# [Requirement]
In the article on pooled QTL mapping, copy the part that begins at the words "Identification and characterization" and stops after "to molecular functions.".

# [Page extract]
---*---
Fishing for Function in the Human Gene Pool

Abstract

Identification and characterization of causal non-coding variants in human genomes is challenging and requires substantial experimental resources. A new study by Tehranchi et al. describes a cost-effective approach for accurate mapping of molecular quantitative trait loci (QTLs) from pooled samples, a powerful way to link disease-associated changes to molecular functions.

Keywords: GWAS; QTL; cis-regulation; non-coding DNA.

Figure 1. Mapping bQTLs: comparing a traditional approach to a pooling-based strategy

The figure shows a hypothetical scenario of using bQTL mapping to identify functional SNPs at a disease-associated locus. Traditional bQTL mapping makes use of ChIP-seq performed on different individuals to infer allele-specific binding separately for each sample (middle panel, left side). In contrast, in the pooling-based strategy introduced by Tehranchi et al. ChIP is performed on a pool of samples (middle panel, right side). The frequency of each allele in the input material (pre-ChIP) is then compared to its frequency in the enriched material (post-ChIP). Under this scenario, the traditional mapping shows that SNP #1 is bound by the transcription factor (TF) in individuals with genotype TT, while in individuals with genotype CC the site is barely bound; consistently, heterozygotes display intermediate levels of binding. The same result is obtained with the pooling-based strategy (see SNP #1 in the scatterplot), albeit at a much lower cost and reduced experimental variation. The lower panel shows the potential results. Out of the four linked variants previously associated with disease susceptibility, only #1 strongly affects the binding of the TF in the cell.
---*---
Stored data
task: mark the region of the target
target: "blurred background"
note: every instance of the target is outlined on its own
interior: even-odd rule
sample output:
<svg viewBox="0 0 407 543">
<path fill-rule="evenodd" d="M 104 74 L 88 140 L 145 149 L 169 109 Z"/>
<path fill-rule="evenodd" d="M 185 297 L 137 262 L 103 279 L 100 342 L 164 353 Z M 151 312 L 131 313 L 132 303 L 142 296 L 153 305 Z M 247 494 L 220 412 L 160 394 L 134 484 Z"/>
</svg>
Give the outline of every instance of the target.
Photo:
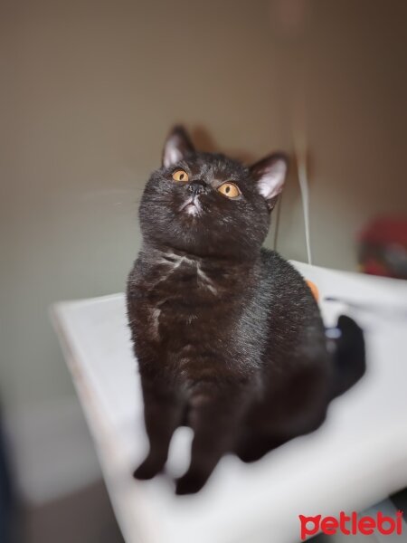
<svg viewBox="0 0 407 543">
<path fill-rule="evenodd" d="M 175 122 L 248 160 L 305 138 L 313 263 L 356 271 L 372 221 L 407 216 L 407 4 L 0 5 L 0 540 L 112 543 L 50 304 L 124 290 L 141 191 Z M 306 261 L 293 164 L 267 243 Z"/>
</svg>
---*---
# [Task output]
Identification and characterization of causal non-coding variants in human genomes is challenging and requires substantial experimental resources. A new study by Tehranchi et al. describes a cost-effective approach for accurate mapping of molecular quantitative trait loci (QTLs) from pooled samples, a powerful way to link disease-associated changes to molecular functions.